DATA FOR THIS EXERCISE section start

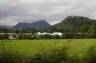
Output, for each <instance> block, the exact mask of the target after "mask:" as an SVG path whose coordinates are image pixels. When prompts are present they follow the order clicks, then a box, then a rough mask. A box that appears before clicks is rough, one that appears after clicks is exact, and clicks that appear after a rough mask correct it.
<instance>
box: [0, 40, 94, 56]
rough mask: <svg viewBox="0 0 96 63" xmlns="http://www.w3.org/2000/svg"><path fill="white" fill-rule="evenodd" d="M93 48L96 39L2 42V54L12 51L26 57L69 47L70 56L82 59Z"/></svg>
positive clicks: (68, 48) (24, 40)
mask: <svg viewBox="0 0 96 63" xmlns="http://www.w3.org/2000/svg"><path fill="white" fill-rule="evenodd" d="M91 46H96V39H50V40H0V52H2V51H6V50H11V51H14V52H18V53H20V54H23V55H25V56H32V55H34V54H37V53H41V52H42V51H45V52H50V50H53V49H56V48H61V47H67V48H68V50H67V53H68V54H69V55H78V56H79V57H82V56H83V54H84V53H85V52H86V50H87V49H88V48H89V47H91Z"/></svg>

DATA FOR THIS EXERCISE section end
DATA FOR THIS EXERCISE section start

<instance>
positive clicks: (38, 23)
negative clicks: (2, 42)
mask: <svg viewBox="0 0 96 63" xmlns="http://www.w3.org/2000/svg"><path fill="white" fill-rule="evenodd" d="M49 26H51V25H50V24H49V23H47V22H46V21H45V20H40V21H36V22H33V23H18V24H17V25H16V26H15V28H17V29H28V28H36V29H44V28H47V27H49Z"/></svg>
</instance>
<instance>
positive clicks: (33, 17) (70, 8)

DATA FOR THIS EXERCISE section end

■ EXERCISE DESCRIPTION
Copy out the range of lines above starting at the line with "positive clicks: (38, 23)" and ending at the line with "positive clicks: (33, 17) (70, 8)", exactly and including both.

■ WRITTEN RESPONSE
positive clicks: (38, 23)
negative clicks: (2, 42)
mask: <svg viewBox="0 0 96 63" xmlns="http://www.w3.org/2000/svg"><path fill="white" fill-rule="evenodd" d="M49 26H51V25H50V24H49V23H47V22H46V21H45V20H40V21H36V22H33V23H18V24H17V25H16V26H15V28H17V29H28V28H36V29H44V28H47V27H49Z"/></svg>
</instance>
<instance>
positive clicks: (33, 17) (70, 8)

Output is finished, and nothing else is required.